Entries provided:

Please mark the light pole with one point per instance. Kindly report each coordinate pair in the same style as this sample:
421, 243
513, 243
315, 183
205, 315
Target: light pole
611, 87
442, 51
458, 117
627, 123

Directions:
All the lines above need to be retyped exactly, with nothing left out.

Response:
Please mark the light pole with one point per instance. Kindly report each coordinate pair in the same style as this sample:
421, 243
513, 243
315, 183
205, 315
Target: light pole
611, 87
442, 51
458, 117
627, 123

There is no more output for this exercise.